— Start of PROVIDED MATERIAL —

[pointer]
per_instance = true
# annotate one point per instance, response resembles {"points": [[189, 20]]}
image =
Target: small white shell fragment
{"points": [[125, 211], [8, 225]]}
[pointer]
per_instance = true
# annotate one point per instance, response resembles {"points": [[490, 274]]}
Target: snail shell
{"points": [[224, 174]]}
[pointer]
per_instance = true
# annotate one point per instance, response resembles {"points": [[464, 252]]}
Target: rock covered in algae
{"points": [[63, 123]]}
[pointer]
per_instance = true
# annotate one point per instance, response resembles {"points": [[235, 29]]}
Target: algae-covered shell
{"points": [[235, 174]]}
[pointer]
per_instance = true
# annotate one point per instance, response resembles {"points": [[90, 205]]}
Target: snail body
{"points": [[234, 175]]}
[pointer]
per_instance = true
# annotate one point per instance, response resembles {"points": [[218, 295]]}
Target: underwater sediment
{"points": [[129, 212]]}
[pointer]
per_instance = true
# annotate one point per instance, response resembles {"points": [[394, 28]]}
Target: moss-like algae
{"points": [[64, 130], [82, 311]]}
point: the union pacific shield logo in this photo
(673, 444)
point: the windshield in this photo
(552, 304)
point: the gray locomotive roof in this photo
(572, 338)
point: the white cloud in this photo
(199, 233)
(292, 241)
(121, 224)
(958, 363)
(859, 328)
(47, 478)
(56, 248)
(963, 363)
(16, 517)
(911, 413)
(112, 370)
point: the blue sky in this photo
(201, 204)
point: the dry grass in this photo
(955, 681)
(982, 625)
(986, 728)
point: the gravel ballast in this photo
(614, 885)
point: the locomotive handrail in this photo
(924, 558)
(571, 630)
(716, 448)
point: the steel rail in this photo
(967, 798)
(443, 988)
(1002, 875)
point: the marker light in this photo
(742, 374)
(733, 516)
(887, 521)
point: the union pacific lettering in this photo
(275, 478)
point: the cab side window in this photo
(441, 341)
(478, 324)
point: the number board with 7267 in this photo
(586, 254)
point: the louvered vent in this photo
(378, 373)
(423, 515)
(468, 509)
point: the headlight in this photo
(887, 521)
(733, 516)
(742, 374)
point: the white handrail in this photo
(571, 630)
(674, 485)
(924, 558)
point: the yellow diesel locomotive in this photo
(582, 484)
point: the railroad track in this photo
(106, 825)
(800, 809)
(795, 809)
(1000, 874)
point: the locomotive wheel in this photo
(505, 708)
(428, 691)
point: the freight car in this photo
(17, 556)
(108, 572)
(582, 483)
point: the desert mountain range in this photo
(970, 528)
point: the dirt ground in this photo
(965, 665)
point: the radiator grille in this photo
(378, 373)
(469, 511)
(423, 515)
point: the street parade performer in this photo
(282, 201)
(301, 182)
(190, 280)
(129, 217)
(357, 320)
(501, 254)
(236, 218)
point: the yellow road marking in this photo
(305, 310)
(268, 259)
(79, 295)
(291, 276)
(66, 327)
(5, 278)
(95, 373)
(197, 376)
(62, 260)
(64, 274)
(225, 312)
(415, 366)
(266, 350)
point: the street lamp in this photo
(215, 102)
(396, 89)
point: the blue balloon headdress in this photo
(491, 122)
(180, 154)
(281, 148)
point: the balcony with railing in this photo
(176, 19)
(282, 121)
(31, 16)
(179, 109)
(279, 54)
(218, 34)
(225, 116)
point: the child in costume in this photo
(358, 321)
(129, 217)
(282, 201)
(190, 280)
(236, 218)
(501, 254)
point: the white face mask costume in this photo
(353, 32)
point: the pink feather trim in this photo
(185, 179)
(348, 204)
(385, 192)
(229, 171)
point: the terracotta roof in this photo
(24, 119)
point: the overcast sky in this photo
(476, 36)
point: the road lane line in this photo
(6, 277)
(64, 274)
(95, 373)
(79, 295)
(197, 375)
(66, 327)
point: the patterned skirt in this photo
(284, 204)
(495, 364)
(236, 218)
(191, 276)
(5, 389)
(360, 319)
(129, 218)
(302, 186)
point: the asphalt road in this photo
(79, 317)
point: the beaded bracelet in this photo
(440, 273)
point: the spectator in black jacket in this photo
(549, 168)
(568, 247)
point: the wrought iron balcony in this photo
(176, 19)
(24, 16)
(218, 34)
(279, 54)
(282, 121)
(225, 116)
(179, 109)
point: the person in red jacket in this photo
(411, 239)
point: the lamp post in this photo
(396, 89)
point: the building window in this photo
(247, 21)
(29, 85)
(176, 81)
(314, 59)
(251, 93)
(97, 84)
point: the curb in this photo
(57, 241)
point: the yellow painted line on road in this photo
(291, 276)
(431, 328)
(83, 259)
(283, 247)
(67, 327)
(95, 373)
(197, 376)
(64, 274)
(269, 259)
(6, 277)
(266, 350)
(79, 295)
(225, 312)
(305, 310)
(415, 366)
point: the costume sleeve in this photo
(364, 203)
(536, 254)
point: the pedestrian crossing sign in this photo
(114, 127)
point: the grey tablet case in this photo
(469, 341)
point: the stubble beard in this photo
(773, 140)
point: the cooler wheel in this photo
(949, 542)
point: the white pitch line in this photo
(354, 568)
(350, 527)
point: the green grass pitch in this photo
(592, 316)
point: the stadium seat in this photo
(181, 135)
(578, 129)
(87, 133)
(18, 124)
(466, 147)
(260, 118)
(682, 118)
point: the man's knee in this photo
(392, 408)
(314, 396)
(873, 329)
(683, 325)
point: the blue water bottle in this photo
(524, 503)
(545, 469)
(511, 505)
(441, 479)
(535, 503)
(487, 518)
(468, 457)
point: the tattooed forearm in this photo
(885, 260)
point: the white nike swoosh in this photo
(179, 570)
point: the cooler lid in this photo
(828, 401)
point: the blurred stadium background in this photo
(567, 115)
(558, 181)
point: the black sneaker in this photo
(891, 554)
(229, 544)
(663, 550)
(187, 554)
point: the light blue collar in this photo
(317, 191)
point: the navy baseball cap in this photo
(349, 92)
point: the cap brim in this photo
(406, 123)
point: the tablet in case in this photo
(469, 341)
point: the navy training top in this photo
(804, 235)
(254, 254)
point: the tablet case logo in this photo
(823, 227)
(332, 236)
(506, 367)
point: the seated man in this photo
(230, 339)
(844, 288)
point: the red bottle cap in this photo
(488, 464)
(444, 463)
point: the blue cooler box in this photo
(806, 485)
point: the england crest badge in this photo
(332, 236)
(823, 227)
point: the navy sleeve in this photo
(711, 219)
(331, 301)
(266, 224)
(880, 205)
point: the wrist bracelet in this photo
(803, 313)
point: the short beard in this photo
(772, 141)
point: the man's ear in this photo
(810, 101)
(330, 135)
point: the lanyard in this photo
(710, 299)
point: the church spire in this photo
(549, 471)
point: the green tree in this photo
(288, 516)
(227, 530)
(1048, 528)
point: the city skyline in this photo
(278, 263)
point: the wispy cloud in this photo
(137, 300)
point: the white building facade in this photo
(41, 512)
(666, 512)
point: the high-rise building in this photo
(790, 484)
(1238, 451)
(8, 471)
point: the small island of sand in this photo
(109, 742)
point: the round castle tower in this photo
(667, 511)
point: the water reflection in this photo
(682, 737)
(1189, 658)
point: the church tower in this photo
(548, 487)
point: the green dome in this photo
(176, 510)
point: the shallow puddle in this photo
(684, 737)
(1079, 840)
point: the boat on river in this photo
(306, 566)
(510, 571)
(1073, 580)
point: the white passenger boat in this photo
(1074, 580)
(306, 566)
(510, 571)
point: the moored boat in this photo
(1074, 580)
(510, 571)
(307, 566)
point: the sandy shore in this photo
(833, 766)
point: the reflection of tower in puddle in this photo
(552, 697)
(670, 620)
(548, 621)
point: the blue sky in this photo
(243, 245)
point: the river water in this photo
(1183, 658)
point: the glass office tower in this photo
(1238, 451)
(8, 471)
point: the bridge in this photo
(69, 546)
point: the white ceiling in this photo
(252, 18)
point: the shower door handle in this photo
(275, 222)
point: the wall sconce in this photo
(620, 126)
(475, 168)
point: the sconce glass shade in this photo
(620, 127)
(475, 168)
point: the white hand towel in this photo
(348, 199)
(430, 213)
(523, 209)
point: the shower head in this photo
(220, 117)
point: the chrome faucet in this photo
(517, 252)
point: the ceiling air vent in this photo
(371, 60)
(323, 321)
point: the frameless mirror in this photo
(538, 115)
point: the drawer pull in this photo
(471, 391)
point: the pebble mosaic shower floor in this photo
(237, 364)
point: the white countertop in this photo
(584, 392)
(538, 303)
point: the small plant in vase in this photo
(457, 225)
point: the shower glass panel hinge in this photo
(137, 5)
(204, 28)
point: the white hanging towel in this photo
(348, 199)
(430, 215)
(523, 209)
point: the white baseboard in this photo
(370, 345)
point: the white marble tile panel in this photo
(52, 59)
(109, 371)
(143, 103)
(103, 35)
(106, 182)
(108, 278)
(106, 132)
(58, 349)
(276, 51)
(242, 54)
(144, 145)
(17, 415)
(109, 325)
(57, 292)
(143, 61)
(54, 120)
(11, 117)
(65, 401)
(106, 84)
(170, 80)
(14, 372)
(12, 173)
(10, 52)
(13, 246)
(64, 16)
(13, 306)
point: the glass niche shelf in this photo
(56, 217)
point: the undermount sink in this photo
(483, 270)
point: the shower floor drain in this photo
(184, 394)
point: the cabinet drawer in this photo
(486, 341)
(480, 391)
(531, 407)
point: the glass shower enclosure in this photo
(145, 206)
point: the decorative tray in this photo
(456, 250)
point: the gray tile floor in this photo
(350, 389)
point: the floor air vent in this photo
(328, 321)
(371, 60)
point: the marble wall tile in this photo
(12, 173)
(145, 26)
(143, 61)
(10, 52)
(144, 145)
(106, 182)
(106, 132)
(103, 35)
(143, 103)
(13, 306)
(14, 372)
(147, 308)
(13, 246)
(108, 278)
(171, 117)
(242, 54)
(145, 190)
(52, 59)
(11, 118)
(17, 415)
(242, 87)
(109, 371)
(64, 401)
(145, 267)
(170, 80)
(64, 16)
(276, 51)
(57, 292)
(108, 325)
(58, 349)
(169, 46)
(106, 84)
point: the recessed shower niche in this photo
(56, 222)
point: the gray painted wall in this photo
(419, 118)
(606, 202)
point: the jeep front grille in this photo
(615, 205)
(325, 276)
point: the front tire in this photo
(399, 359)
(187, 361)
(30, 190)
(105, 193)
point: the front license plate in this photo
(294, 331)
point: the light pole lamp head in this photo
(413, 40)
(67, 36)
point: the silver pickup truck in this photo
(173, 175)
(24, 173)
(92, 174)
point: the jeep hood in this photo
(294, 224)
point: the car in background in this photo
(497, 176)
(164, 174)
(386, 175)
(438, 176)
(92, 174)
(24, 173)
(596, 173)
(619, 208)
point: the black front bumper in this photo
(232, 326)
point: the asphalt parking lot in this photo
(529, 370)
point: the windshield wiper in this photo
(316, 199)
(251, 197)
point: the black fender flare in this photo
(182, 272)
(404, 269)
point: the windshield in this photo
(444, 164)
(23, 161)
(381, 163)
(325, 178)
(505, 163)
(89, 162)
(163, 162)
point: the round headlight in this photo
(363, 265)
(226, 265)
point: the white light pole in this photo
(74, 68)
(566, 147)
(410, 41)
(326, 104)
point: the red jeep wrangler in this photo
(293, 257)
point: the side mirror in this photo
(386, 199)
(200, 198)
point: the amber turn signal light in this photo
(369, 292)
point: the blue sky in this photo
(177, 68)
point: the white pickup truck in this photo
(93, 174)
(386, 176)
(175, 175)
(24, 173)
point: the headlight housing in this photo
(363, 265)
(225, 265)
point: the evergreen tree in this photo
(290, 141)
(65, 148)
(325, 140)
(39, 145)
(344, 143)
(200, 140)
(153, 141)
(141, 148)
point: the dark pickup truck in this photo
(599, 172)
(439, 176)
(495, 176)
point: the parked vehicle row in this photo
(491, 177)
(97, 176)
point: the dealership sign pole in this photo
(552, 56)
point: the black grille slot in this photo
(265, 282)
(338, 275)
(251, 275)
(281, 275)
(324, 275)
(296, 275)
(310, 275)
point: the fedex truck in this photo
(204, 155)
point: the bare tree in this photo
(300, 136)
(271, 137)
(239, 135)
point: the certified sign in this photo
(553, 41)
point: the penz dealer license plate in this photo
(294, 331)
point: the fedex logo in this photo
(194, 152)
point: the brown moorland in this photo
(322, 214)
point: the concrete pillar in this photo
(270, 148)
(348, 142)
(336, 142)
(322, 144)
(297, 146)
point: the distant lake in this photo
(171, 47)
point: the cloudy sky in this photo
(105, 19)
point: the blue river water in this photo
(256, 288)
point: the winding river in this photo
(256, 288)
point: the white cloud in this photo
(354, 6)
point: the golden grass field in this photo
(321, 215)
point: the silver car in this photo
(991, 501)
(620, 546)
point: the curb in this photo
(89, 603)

— End of PROVIDED MATERIAL —

→ WHAT THE EXERCISE ASKS
Write out the material above word for word, starting with the line that contains "point: the shallow puddle in this photo" and going on through the line that contains "(1183, 658)", both of those lines included.

→ WORKED SOLUTION
point: the shallow puddle in this photo
(684, 737)
(1079, 840)
point: the boat on river in this photo
(306, 566)
(510, 571)
(1073, 580)
point: the white passenger boat in this photo
(1074, 580)
(306, 566)
(510, 571)
point: the moored boat in this photo
(1074, 580)
(510, 571)
(307, 566)
point: the sandy shore in this photo
(833, 766)
point: the reflection of tower in puddle in this photo
(552, 697)
(670, 620)
(548, 621)
point: the blue sky in this photo
(243, 245)
point: the river water in this photo
(1183, 658)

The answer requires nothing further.